■ EXERCISE TASK ■
Return the article below on Mexico's presidential candidates and the bankers word for word, in full.

■ TEXT SHOWN ■
= = =

Mexico’s leading presidential candidates genuflect before bankers

By Don Knowland
13 March 2018

On Friday, in what some commentators likened to a catwalk, the three major presidential candidates in Mexico’s 2018 election addressed the Association of Mexican Banks (AMB) convention in Acapulco, kowtowing to banking chieftains. The bankers expressed approval of the three in inverse order to their popularity in national polling.

Plainly the preferred candidate of Mexican finance, José Antonio Meade of the “Everyone for Mexico” coalition headed by the ruling Institutional Revolutionary Party (PRI), who trails in the polls at 20 percent, received the most applause.

Meade served as treasury/finance secretary under both the current president Enrique Peña Nieto as well as that of the previous president Felipe Calderón of the right-wing Party of National Action (PAN). Meade stressed his efforts over 20 years to work with the banks and “liberalize” the financial sector. Meade is in fact a neoliberal technocrat who in his governmental service has largely promoted macroeconomic “stability” and deregulation.

Second up and receiving the second most applause was Ricardo Anaya of the PAN, which has entered into an electoral coalition with the formerly center-“left” Party of the Democratic Revolution (PRD) along with the latter’s allied party, the Citizen’s Movement. Anaya stands at around 27 percent in the most recent polls.

Anaya claimed his coalition reflected “progressive, moderate and liberal” strands, as opposed to the “populist threat” of Andrés Manuel López Obrador (AMLO) and his Morena (Movement of National Regeneration) electoral coalition. Anaya assured the bankers he would not implement any significant changes to Mexico’s fiscal structure.

Stressing his “youth,” Anaya (contrasting his age of 39 with that of the 49-year old Meade and the 64-year old AMLO), promoted a more “modern” economy. This would involve a turn from manufacturing to a hi-tech “knowledge” economy, and development of clean energy over oil production.

Third to address the assembled bankers was López Obrador, who received the least applause from Mexico’s banking heads, but leads current polls with around 38 percent. Like Meade and Anaya, AMLO also paid obeisance to Mexico’s financial oligarchy.

= = =

Location labeling records
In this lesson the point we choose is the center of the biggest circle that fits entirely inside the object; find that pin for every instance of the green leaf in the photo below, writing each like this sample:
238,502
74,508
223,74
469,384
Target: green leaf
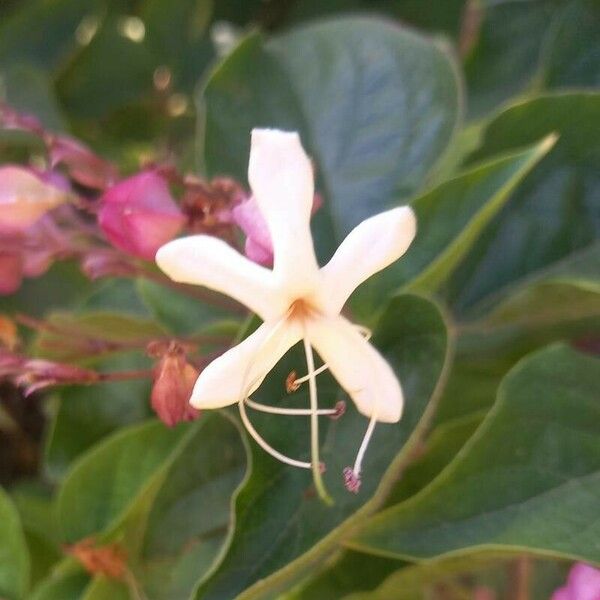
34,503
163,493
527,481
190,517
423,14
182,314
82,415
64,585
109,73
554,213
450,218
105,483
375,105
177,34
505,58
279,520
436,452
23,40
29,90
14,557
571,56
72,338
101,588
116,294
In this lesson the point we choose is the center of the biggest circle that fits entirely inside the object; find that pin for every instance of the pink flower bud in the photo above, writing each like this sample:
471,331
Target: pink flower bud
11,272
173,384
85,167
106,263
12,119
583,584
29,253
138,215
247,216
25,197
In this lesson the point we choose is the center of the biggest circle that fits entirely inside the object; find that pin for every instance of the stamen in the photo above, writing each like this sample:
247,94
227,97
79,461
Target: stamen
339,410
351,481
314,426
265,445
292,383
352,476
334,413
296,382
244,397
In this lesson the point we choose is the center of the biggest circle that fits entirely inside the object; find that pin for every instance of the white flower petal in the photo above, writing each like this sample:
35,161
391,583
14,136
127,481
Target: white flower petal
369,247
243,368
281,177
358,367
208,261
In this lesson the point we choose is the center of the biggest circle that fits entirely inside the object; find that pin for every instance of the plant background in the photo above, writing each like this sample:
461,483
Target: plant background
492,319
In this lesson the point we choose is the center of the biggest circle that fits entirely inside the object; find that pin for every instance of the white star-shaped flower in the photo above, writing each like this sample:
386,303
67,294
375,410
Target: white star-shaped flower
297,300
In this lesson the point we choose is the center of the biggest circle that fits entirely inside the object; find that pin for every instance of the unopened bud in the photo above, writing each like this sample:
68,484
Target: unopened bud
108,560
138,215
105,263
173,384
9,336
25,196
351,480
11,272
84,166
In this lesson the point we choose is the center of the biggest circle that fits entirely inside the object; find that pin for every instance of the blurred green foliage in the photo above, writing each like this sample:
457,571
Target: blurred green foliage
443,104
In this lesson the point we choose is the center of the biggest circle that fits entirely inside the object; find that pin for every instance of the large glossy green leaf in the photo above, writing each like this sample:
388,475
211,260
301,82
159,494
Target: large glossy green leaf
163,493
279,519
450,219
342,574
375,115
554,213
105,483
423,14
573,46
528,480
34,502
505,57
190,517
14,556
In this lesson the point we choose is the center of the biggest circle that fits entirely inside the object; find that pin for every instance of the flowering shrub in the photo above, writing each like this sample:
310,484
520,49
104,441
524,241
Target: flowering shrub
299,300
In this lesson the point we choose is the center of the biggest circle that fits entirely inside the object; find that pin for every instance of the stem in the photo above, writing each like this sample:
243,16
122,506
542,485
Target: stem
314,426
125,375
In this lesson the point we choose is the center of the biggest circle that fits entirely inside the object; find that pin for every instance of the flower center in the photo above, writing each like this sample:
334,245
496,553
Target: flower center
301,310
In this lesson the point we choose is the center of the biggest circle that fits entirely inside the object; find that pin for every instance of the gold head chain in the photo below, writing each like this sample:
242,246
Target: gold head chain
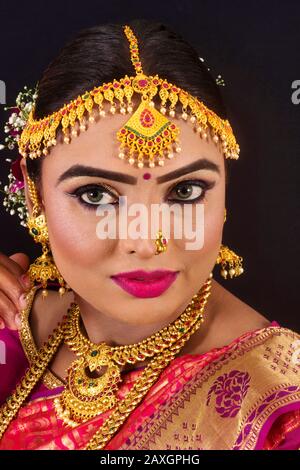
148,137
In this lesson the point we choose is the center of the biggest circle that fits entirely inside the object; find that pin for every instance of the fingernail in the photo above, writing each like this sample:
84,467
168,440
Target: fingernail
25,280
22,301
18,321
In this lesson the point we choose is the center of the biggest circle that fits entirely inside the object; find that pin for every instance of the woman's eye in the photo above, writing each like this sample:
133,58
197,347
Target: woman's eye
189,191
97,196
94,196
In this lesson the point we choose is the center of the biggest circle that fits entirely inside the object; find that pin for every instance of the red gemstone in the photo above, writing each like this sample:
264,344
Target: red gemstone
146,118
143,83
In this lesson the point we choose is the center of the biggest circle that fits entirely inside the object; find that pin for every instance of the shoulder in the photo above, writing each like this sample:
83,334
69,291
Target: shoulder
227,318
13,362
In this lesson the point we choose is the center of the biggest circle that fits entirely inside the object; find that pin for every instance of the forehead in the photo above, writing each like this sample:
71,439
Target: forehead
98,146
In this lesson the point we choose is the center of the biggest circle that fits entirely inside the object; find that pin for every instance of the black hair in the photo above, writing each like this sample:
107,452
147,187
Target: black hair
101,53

= = =

■ EXPECTED ANSWER ■
Mexico’s leading presidential candidates genuflect before bankers

By Don Knowland
13 March 2018

On Friday, in what some commentators likened to a catwalk, the three major presidential candidates in Mexico’s 2018 election addressed the Association of Mexican Banks (AMB) convention in Acapulco, kowtowing to banking chieftains. The bankers expressed approval of the three in inverse order to their popularity in national polling.

Plainly the preferred candidate of Mexican finance, José Antonio Meade of the “Everyone for Mexico” coalition headed by the ruling Institutional Revolutionary Party (PRI), who trails in the polls at 20 percent, received the most applause.

Meade served as treasury/finance secretary under both the current president Enrique Peña Nieto as well as that of the previous president Felipe Calderón of the right-wing Party of National Action (PAN). Meade stressed his efforts over 20 years to work with the banks and “liberalize” the financial sector. Meade is in fact a neoliberal technocrat who in his governmental service has largely promoted macroeconomic “stability” and deregulation.

Second up and receiving the second most applause was Ricardo Anaya of the PAN, which has entered into an electoral coalition with the formerly center-“left” Party of the Democratic Revolution (PRD) along with the latter’s allied party, the Citizen’s Movement. Anaya stands at around 27 percent in the most recent polls.

Anaya claimed his coalition reflected “progressive, moderate and liberal” strands, as opposed to the “populist threat” of Andrés Manuel López Obrador (AMLO) and his Morena (Movement of National Regeneration) electoral coalition. Anaya assured the bankers he would not implement any significant changes to Mexico’s fiscal structure.

Stressing his “youth,” Anaya (contrasting his age of 39 with that of the 49-year old Meade and the 64-year old AMLO), promoted a more “modern” economy. This would involve a turn from manufacturing to a hi-tech “knowledge” economy, and development of clean energy over oil production.

Third to address the assembled bankers was López Obrador, who received the least applause from Mexico’s banking heads, but leads current polls with around 38 percent. Like Meade and Anaya, AMLO also paid obeisance to Mexico’s financial oligarchy.